* _What is needed_: Every record below should be repeated word for word, with the pictures left out.

Natural language region descriptions:
=======

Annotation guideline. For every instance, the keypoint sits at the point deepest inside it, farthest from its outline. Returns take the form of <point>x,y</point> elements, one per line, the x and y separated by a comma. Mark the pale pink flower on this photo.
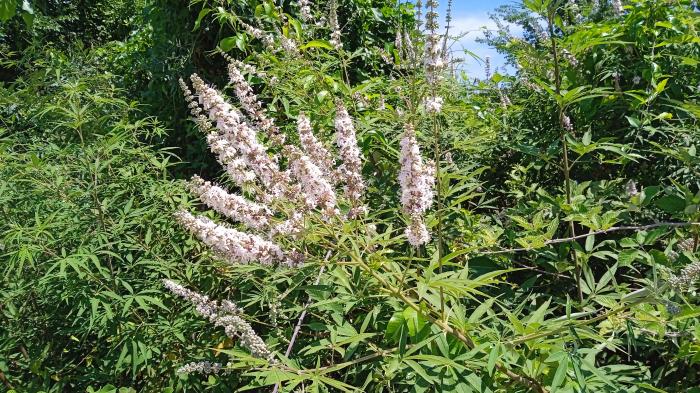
<point>317,192</point>
<point>251,105</point>
<point>236,207</point>
<point>242,139</point>
<point>350,171</point>
<point>433,105</point>
<point>234,246</point>
<point>228,316</point>
<point>417,181</point>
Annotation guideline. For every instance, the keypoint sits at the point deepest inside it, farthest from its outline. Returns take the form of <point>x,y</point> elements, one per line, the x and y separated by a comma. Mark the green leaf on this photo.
<point>204,12</point>
<point>634,122</point>
<point>671,203</point>
<point>318,44</point>
<point>227,43</point>
<point>415,321</point>
<point>661,86</point>
<point>587,138</point>
<point>560,374</point>
<point>395,323</point>
<point>7,9</point>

=======

* _Result below_:
Annotation guideline. For every instance, the keypoint sits at the point deepest inside it, farthest from its outline. Returns take the form of <point>x,y</point> elements, one per line, the x and y separated by a comma. Mark the pale pink flower on this photo.
<point>317,192</point>
<point>251,105</point>
<point>236,207</point>
<point>242,139</point>
<point>350,171</point>
<point>433,105</point>
<point>234,246</point>
<point>228,316</point>
<point>417,181</point>
Annotation guideline. For every instance, the keypoint sits at the point deepest inside it, farthest from its outline. Returns take the form of <point>x,y</point> elements, one per line, the x and y separated by a comma. Mark the green leaf on this photo.
<point>204,12</point>
<point>634,122</point>
<point>671,203</point>
<point>318,44</point>
<point>227,43</point>
<point>415,321</point>
<point>661,86</point>
<point>587,138</point>
<point>560,374</point>
<point>395,323</point>
<point>7,9</point>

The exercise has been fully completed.